Now I do believe that animals can live a long and happy life as carrier of some parasites, but they need considerably more food to stay in prime form, they go down hill fast if something happens (extreme stress, old age, eggbound etc) and tend to lay less clutches or calcium crash more easily (again this is my experience, other people might have other experiences).

I also believe that animals can carry parasites unnnoted in very very low quantities. Only after a stress periode do they seem to have detectable levels of parasites in there faeces. It is the reason why I test all new animals twice, the first time not earlier then 10 days after purchase.

Ps: i only treat animals when they are subadult. I have found that young animals don't allways grow the way they should if they have been treated. So sometimes I rear up infected young animals in qt untill they are at least subadults. That gives me the best results.
 

Joffrey

Chahoua Egg
Messages
3
Ps allmost forgot: flaggelae are a part of there normal intestine flora/fauna. They only pose a problem in large quantities. Large quantities also seem to reflect a stress situation ( a second reason why I only test faeces 10 days after purchase and why I test them twice - flaggelae seem to diminish fast after a stress periode). Most of the times flaggelae infections must be treated by finding the stressor as well. Sometimes removing the stressor is even enough to lower the flaggelae-county to a normal number. Examples are overcrowding, movement stress, not beding compatible with there inmates, to much moisture etc.
 

Michael

The Chahoua Chamber
Staff member
Messages
337
Location
Atlanta, GA
I am very curious as to what various keepers use as best practice methods for quarantine and colony health. While it is commonly accepted that new caledonian geckos are simply not susceptible to these ailments, the reality is that they exist wether we acknowledge them or not. I regularly see breeders do things such as purchase a new animal and immediately pair them with our existing animals, or quarantine them for only a few weeks (I am personally guilty of this, im not throwing stones here) or sending animals out on breeding loan and expecting that everything will be fine. While things may work out for now, sooner or later these practices will catch up with that. We've seen this with other commonly kept reptiles such as campylobacter, leptospirosis, cryptospirosis, nidovirus in various reptile genus, etc. We also need to be concerned with parasites which can be carried by our feeder insects. What are we doing to get ahead of this before we have major problems in our own community?
Great topic - sorry it took me a second to reply :)

I think I've had pretty good luck over the years, only getting one chahoua that died within a few weeks of arriving here. As a rule, I don't QT in a separate room but I did move two geckos into another room this year when it seemed like I had a hard time getting them to pick up weight and eat like I thought they should. It made me a bit uneasy and I didn't want to risk the rest of the crew possibly getting something if those geckos were carrying a parasite or infection. I do generally use individual QT tubs or tanks and make sure everyone is eating and pooping like normal over 4-6 weeks :)

Dataset extract:
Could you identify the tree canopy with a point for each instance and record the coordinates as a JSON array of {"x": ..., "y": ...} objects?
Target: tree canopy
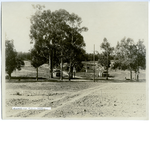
[
  {"x": 58, "y": 33},
  {"x": 130, "y": 56}
]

What you are asked to do:
Please reproduce everything in the gecko quarantine thread from "I also believe" down to "the best results.", word for word.

Written answer:
I also believe that animals can carry parasites unnnoted in very very low quantities. Only after a stress periode do they seem to have detectable levels of parasites in there faeces. It is the reason why I test all new animals twice, the first time not earlier then 10 days after purchase.

Ps: i only treat animals when they are subadult. I have found that young animals don't allways grow the way they should if they have been treated. So sometimes I rear up infected young animals in qt untill they are at least subadults. That gives me the best results.